------ Bacaan ------

Kebudayaan Bangsa Indonesia dan Kemerdekaan Berpikir Mengembangkan Ekonomi Kreatif
Seha Nanika
Perkembangan zaman mendorong masyarakat untuk menjadi pelaku ekonomi aktif dan harus memilih dua hal yang bersebrangan: sebagai produsen yang terus berinovasi atau manusia yang konsumtif. Tentu pilihan tersebut akan berimbas pada kehidupan sosial. Serbuan negara maju dengan produk-produk asing yang tidak mempedulikan apa yang dibutuhkan masyarakat Indonesia, tentu menjadi tantangan tersendiri bagi negeri ini. Dan ternyata serbuan tersebut berhasil mengubah pola pikir masyarakat Indonesia menjadi masyarakat yang konsumtif di era posmodernisme ini. Indonesia membutuhkan orang-orang yang memiliki ide brilian untuk menciptakan ekonomi kreatif yang dapat menggeser atau bahkan mengalahkan produk asing dan selanjutnya menjadi penguasa pasar.

------ Kutipan Data ------

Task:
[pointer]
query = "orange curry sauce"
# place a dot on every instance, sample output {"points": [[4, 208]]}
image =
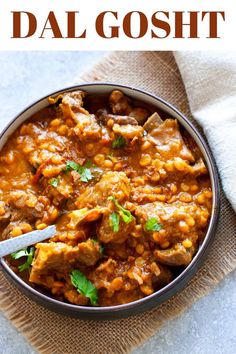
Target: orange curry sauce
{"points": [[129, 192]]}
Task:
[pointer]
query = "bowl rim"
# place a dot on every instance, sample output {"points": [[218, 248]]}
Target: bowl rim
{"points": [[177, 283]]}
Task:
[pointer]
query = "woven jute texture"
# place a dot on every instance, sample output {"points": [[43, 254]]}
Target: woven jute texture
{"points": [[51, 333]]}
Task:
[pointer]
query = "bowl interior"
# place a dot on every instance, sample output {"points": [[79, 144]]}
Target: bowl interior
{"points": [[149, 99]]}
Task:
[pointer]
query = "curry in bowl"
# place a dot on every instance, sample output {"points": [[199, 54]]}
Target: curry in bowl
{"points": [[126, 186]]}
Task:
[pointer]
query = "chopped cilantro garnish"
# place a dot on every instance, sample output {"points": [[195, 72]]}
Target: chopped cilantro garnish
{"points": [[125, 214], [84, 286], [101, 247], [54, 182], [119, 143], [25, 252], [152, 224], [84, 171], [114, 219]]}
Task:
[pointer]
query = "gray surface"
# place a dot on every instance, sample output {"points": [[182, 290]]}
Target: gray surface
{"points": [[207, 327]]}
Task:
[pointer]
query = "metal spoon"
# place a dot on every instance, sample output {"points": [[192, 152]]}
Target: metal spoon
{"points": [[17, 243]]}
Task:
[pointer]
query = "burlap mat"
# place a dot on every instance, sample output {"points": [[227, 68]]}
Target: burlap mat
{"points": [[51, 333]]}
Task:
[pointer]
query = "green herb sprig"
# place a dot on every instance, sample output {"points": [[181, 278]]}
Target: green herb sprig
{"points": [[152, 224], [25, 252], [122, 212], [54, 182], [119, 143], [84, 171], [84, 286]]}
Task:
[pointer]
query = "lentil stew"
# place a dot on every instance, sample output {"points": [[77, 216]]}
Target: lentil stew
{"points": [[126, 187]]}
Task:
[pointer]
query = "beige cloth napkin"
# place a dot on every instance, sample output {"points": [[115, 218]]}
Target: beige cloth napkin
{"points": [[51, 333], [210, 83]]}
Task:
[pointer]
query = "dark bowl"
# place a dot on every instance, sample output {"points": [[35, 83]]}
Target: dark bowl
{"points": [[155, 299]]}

------

→ **Tugas dan Latihan**:
1. Menurut bacaan tentang ekonomi kreatif, dua hal bersebrangan apa yang harus dipilih masyarakat sebagai pelaku ekonomi aktif?
2. Sebutkan semua hal yang dapat dicapai ekonomi kreatif menurut bacaan tentang ekonomi kreatif.
3. Salin ulang bacaan tentang ekonomi kreatif, mulai dari "Kebudayaan Bangsa Indonesia" terus sampai "menjadi penguasa pasar.".

→ **Jawaban Lengkap**:
1. Menjadi produsen yang terus berinovasi atau manusia yang konsumtif.

2.
- Menggeser produk asing
- Mengalahkan produk asing
- Menjadi penguasa pasar

3.
Kebudayaan Bangsa Indonesia dan Kemerdekaan Berpikir Mengembangkan Ekonomi Kreatif
Seha Nanika
Perkembangan zaman mendorong masyarakat untuk menjadi pelaku ekonomi aktif dan harus memilih dua hal yang bersebrangan: sebagai produsen yang terus berinovasi atau manusia yang konsumtif. Tentu pilihan tersebut akan berimbas pada kehidupan sosial. Serbuan negara maju dengan produk-produk asing yang tidak mempedulikan apa yang dibutuhkan masyarakat Indonesia, tentu menjadi tantangan tersendiri bagi negeri ini. Dan ternyata serbuan tersebut berhasil mengubah pola pikir masyarakat Indonesia menjadi masyarakat yang konsumtif di era posmodernisme ini. Indonesia membutuhkan orang-orang yang memiliki ide brilian untuk menciptakan ekonomi kreatif yang dapat menggeser atau bahkan mengalahkan produk asing dan selanjutnya menjadi penguasa pasar.